**GIVEN DATA**:
____________
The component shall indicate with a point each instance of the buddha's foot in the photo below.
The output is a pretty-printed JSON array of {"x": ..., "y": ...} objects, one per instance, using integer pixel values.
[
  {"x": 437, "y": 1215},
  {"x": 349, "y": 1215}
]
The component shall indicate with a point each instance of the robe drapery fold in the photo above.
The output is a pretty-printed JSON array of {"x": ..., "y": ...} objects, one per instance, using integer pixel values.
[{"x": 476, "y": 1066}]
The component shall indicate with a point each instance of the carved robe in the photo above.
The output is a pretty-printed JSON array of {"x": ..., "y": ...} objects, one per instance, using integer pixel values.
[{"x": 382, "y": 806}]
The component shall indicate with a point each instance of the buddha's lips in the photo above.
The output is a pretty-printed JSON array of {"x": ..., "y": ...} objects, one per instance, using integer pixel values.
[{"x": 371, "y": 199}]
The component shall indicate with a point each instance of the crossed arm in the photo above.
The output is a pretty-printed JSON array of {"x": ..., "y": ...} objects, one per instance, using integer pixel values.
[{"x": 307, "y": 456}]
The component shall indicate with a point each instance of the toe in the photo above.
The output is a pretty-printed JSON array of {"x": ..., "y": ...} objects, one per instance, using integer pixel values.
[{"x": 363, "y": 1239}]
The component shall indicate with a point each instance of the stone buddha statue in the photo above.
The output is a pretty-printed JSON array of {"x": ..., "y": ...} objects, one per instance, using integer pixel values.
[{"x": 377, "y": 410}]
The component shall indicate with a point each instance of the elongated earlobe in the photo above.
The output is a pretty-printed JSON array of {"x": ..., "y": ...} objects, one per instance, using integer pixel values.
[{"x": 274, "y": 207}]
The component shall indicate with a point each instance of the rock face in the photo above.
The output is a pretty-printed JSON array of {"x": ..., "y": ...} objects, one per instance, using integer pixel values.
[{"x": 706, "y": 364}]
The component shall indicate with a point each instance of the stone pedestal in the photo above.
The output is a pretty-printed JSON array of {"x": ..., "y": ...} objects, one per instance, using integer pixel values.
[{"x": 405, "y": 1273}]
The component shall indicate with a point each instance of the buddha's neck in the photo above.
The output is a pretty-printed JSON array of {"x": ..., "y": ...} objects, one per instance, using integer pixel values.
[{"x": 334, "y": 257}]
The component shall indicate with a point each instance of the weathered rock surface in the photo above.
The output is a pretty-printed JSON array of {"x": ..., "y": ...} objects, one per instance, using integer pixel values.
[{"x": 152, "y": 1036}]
____________
**CHALLENGE**: Convert the entries, starting at the line that contains "neck in the photo above." and ending at the last line of the entries, into a Markdown table with the columns Row and Line, one numbered row per line, and leave out any blank lines.

**WRITTEN SOLUTION**:
| Row | Line |
|---|---|
| 1 | The component shall indicate with a point each instance of the buddha's neck in the photo above. |
| 2 | The output is a pretty-printed JSON array of {"x": ..., "y": ...} objects, one per instance, using integer pixel values. |
| 3 | [{"x": 334, "y": 257}] |
| 4 | The component shall indicate with a point each instance of the weathered rock surface in the photo above. |
| 5 | The output is a pretty-printed JSON array of {"x": ..., "y": ...} objects, one per instance, using integer pixel values. |
| 6 | [{"x": 152, "y": 1036}] |